_Study text_.
* * *
Here's a quick benchmark script based on the example usage for GPT-NeoX that loads the model, then generates text using three prompts. It performs this test for torch_dtype = None, torch.float32, torch.float16 and , torch.bfloat16:

#!/bin/env python

# https://huggingface.co/docs/transformers/en/model_doc/gpt_neox#usage-example
# But modified to debug an issue

import datetime
import gc
import json
import torch

from transformers import GPTNeoXForCausalLM, GPTNeoXTokenizerFast
from transformers.generation import GenerationConfig

def output_generation_step_info(prompt_num, generation_start_dt, generation_previous_dt, step_description):
    generation_current_dt = datetime.datetime.now()
    generation_current_dt_string = generation_current_dt.replace(microsecond = 0).isoformat()
    generation_elapsed = generation_current_dt - generation_start_dt
    generation_elapsed_string = f"{generation_elapsed.total_seconds()}"
    step_elapsed = generation_current_dt - generation_previous_dt
    step_elapsed_string = f"{generation_elapsed.total_seconds()}"
* * *
_List of tasks_.
1: Answer these from the GPT-NeoX benchmark post:
(a) How many prompts does the script use to generate text?
(b) Which torch_dtype settings does it test?
(c) Which two classes does it import from transformers for the model and the tokenizer?
2: The GPT-NeoX benchmark post bases its script on a usage example but does not run that example unchanged. Using the script's own comments, explain why.
3: Resume the GPT-NeoX benchmark post after the last line of code shown.
* * *
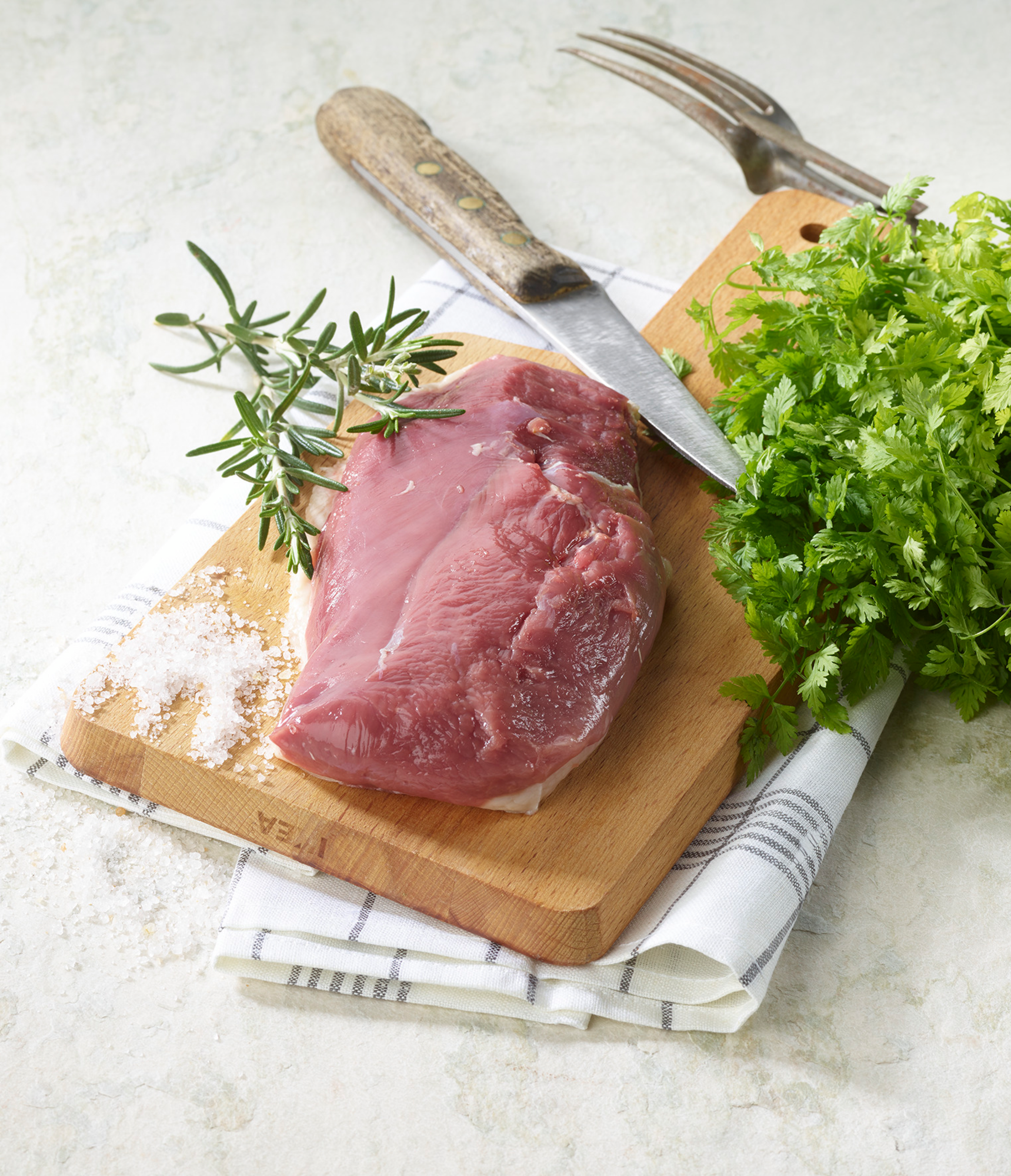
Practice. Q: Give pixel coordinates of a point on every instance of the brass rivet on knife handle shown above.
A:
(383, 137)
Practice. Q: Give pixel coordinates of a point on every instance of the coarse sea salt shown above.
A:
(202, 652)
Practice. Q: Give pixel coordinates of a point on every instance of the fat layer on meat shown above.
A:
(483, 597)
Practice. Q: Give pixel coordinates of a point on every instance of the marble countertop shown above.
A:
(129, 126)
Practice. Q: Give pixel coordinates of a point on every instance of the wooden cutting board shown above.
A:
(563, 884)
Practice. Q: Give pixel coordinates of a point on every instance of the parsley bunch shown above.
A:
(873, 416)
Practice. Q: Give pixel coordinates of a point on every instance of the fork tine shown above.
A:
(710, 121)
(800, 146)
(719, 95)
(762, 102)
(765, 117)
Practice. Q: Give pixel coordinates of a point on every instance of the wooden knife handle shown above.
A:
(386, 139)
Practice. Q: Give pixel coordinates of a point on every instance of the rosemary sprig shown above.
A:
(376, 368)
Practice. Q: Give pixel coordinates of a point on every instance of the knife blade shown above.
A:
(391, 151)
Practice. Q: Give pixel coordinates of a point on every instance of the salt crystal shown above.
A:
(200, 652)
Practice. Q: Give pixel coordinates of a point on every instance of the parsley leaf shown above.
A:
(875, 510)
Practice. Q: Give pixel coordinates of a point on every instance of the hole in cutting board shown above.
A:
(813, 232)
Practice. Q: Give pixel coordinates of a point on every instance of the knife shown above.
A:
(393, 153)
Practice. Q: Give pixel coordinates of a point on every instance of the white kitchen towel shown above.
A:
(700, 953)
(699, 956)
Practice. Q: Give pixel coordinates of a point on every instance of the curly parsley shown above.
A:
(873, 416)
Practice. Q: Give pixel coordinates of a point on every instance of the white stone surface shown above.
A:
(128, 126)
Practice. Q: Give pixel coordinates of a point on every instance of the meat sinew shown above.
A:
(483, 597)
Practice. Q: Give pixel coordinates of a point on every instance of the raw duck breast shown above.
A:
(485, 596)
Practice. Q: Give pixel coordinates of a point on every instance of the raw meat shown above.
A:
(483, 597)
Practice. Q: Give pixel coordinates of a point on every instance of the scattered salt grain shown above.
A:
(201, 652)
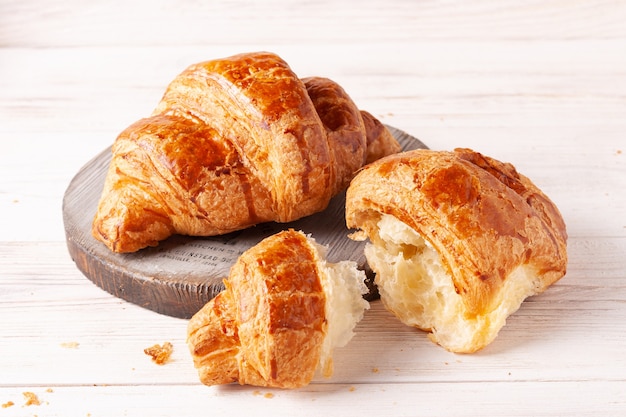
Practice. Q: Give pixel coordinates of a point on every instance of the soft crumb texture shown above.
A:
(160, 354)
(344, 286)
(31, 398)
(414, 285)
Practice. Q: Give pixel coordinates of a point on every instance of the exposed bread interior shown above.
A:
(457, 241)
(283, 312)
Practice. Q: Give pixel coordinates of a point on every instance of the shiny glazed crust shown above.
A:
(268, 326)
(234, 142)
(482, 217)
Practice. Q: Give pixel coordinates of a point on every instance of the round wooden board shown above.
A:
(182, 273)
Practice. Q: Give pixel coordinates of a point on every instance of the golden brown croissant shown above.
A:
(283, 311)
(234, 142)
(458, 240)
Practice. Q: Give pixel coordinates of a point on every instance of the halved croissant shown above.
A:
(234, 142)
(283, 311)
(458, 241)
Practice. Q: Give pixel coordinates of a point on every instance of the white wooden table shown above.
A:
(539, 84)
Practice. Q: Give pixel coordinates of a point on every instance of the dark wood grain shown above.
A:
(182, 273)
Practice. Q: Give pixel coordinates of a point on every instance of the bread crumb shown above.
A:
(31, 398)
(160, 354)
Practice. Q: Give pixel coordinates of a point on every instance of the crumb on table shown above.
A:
* * *
_Results of the exercise_.
1:
(a) Three.
(b) None, torch.float32, torch.float16 and torch.bfloat16.
(c) GPTNeoXForCausalLM and GPTNeoXTokenizerFast.

2: The script is based on the GPT-NeoX usage example at the Hugging Face URL in its first comment. The comment after it says the example was modified to debug an issue.

3:
    print(f"\tReached prompt {prompt_num} stage: '{step_description}' at  {generation_current_dt_string}. {step_elapsed_string} seconds elapsed between the previous stage and this stage. {generation_elapsed_string} seconds elapsed for prompt {prompt_num} in total.")
    return generation_current_dt

def generate_text(model, tokenizer, prompt, prompt_num):
    generation_start_dt = datetime.datetime.now()
    generation_start_dt_string = generation_start_dt.replace(microsecond = 0).isoformat()
    generation_previous_dt = generation_start_dt
    print(f"Beginning processing prompt {prompt_num} at {generation_start_dt_string}")

    input_ids = tokenizer(prompt, return_tensors="pt").input_ids.to(model.device)

    generation_previous_dt = output_generation_step_info(prompt_num, generation_start_dt, generation_previous_dt, "Finished tokenizing input. Creating attention mask.")

    attn_masks = torch.ones_like(input_ids)

    generation_previous_dt = output_generation_step_info(prompt_num, generation_start_dt, generation_previous_dt, "Finished creating attention mask. Generating output.")

    existing_config_dict = model.generation_config.to_dict()

    gen_config = GenerationConfig.from_dict(config_dict = existing_config_dict)

    gen_config.do_sample = False
    gen_config.temperature = 1.0
    gen_config.max_length = 80

    gen_tokens = model.generate(
        input_ids,
        attention_mask = attn_masks,   
        generation_config = gen_config
    )

    generation_previous_dt = output_generation_step_info(prompt_num, generation_start_dt, generation_previous_dt, "Finished generating output. Decoding token IDs to text.")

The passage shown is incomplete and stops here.